What is needed: The listing below begins with the first line you should copy; stop after the line containing "det: woman's right hand", and drop every picture.
---------- Dataset records
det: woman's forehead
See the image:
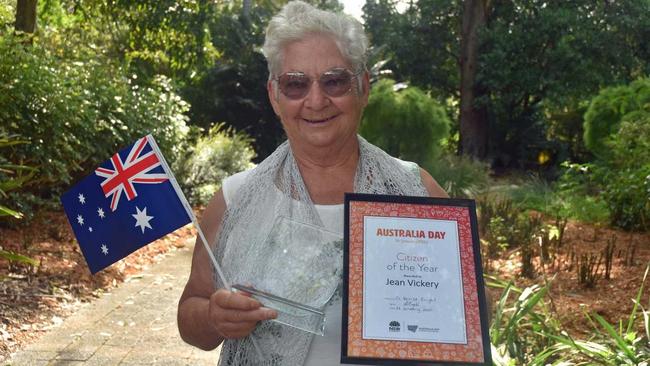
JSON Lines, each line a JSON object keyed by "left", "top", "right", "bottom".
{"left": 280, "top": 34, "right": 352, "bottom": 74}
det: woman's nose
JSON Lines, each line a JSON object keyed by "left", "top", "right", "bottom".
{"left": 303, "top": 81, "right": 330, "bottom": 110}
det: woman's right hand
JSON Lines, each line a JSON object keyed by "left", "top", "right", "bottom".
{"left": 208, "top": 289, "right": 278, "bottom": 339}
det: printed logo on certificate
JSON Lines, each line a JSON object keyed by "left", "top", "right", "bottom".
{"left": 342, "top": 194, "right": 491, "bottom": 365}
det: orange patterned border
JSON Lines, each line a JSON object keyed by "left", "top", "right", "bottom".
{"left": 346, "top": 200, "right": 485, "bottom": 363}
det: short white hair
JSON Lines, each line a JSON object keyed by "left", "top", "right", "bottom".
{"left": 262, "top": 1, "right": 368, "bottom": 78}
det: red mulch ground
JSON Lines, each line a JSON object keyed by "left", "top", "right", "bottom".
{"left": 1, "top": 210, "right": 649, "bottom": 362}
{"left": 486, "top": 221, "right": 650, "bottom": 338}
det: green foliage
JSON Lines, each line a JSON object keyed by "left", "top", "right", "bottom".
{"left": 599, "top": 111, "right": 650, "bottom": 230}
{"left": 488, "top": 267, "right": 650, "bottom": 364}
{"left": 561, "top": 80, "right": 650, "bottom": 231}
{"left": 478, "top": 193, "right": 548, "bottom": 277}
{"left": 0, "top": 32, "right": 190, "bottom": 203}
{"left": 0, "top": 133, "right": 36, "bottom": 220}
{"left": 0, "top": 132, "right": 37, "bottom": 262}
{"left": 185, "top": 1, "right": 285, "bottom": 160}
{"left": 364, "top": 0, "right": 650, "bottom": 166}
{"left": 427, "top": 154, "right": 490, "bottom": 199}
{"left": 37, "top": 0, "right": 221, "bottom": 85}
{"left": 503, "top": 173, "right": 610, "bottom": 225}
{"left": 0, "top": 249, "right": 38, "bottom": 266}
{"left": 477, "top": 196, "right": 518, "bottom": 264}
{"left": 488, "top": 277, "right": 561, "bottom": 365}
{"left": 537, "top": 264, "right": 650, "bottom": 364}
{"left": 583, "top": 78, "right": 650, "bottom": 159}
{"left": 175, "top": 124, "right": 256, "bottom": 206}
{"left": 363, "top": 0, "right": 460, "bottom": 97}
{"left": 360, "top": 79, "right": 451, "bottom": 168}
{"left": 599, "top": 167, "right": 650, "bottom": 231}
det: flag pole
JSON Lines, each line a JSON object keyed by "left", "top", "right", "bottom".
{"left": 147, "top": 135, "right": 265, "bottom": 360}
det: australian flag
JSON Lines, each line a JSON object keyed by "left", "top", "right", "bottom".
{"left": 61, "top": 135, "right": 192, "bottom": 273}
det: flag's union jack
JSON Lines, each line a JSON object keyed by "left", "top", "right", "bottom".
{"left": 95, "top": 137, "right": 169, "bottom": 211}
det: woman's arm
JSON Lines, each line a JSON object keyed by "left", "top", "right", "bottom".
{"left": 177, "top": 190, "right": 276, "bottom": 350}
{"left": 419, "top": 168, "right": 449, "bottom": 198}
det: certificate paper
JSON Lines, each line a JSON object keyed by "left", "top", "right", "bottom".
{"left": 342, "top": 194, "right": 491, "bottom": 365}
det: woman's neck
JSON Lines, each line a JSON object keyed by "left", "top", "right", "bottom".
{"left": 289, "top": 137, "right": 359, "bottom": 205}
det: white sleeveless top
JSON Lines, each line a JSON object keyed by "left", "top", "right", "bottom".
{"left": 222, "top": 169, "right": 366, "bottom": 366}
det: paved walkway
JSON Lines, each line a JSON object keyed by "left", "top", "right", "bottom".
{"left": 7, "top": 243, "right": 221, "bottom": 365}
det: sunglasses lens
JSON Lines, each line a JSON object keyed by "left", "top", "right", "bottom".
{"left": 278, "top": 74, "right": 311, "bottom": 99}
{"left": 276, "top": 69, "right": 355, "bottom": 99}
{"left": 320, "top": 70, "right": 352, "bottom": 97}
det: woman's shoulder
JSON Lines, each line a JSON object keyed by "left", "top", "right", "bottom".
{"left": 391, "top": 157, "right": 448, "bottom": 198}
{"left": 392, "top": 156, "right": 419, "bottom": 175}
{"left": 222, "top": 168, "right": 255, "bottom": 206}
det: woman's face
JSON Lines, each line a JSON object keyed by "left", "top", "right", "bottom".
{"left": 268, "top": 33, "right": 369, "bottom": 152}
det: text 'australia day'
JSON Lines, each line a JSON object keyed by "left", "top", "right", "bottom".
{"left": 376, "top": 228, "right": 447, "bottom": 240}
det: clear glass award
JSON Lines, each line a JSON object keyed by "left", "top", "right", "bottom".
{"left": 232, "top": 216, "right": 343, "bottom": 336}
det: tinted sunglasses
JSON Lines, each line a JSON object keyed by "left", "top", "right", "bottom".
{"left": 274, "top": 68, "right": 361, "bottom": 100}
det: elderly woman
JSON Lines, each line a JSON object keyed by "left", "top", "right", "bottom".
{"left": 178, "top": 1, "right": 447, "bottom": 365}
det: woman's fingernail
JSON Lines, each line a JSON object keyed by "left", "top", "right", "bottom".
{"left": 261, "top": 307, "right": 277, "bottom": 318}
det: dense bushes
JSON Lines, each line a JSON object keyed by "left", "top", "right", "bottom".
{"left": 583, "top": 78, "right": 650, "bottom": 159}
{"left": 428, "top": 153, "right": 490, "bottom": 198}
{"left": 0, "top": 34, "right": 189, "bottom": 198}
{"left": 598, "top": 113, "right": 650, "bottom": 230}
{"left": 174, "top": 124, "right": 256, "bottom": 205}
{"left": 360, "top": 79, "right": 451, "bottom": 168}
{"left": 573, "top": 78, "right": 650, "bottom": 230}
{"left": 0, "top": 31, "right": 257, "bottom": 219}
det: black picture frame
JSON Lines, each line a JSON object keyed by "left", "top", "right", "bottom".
--------------------
Solution to this exercise:
det: woman's forehead
See the image:
JSON Lines, each line a JSON object keyed by "left", "top", "right", "bottom".
{"left": 280, "top": 34, "right": 352, "bottom": 74}
det: woman's nose
JSON Lines, each line a JSON object keyed by "left", "top", "right", "bottom".
{"left": 303, "top": 81, "right": 330, "bottom": 110}
det: woman's right hand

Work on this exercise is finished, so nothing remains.